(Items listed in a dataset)
⟨

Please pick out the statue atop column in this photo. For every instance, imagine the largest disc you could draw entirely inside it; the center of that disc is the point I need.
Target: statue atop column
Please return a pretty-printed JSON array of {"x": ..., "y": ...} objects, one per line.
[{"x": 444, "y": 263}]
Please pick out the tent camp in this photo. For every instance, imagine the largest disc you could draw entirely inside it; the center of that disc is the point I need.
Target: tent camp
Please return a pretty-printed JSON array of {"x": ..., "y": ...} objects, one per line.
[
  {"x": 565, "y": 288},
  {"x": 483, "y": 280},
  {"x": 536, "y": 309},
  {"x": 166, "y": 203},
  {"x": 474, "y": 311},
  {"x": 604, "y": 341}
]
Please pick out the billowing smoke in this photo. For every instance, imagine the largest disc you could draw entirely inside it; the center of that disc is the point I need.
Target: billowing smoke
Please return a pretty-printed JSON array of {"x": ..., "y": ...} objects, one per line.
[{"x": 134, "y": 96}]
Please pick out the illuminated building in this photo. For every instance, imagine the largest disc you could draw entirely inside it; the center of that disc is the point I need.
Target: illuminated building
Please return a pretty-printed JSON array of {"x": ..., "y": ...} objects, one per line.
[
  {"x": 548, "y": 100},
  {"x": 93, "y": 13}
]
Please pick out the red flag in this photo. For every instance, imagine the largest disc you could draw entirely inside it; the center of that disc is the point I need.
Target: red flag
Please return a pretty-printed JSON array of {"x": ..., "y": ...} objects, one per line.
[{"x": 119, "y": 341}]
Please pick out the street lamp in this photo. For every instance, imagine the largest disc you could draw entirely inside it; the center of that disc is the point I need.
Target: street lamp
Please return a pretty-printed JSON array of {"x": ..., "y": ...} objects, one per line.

⟩

> **INSTRUCTION**:
Arrange everything from the line containing "Please pick out the red" down to the end of the material as a JSON list of strings, with one string per line and blank lines left out.

> **ANSWER IN FULL**:
[
  "Please pick out the red flag in this photo. For every instance, imagine the largest disc you could draw entirely inside it; the center of that disc is the point I need.",
  "Target: red flag",
  "Please return a pretty-printed JSON array of {\"x\": ..., \"y\": ...} objects, one per line.",
  "[{\"x\": 119, \"y\": 341}]",
  "Please pick out the street lamp in this photo. For every instance, imagine the largest disc you could draw entirely inside it; the center of that disc is the point I need.",
  "Target: street lamp",
  "Please return a pretty-printed JSON array of {\"x\": ..., \"y\": ...} objects, one per line."
]